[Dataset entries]

--

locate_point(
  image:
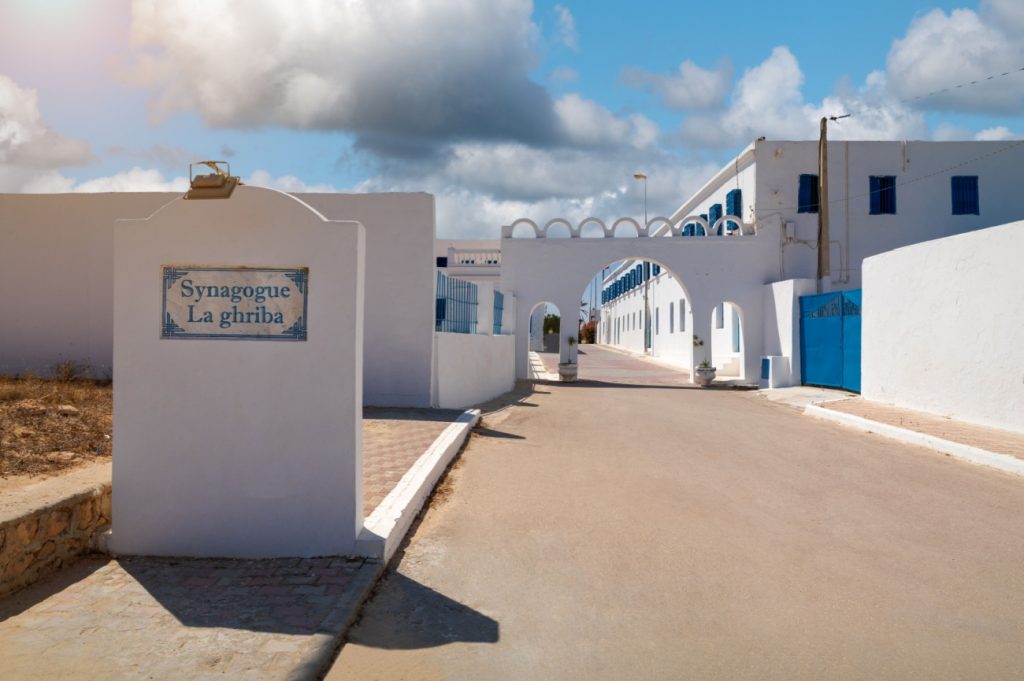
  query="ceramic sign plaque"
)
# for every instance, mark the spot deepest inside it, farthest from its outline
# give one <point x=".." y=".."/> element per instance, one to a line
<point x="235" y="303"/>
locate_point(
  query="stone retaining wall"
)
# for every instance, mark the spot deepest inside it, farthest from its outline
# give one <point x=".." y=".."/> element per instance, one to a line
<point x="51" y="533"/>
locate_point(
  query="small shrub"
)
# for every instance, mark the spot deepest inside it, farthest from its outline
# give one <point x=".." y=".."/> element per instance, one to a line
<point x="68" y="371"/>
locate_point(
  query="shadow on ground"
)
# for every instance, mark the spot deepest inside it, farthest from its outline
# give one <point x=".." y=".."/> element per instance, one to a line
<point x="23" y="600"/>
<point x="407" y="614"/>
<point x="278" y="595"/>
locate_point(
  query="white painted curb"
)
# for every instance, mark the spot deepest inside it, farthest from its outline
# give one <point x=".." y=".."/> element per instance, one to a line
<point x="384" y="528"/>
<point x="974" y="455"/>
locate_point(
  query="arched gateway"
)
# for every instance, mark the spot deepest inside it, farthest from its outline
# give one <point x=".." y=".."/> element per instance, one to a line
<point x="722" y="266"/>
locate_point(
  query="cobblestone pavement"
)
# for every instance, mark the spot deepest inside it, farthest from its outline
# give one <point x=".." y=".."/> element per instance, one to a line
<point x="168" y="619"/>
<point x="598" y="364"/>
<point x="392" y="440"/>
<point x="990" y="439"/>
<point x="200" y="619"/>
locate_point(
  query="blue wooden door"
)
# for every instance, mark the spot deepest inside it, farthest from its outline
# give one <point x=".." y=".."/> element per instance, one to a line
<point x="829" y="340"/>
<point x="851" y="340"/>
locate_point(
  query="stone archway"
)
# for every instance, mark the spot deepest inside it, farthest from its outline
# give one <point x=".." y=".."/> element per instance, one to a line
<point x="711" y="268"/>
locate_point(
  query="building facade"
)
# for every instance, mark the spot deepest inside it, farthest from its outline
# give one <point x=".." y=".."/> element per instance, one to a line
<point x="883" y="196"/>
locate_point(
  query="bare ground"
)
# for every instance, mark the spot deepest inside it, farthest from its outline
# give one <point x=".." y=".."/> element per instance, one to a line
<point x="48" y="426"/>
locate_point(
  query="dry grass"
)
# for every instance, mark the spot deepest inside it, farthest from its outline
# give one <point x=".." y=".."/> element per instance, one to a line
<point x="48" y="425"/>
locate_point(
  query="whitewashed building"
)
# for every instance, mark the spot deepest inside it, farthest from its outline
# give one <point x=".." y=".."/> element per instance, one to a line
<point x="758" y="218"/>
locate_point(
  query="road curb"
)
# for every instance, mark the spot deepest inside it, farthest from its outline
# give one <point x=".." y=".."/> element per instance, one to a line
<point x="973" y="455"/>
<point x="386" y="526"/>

--

PROBLEM DESCRIPTION:
Report how many lines above include "curb". Nothing else.

ANSWER TO THIS TASK:
2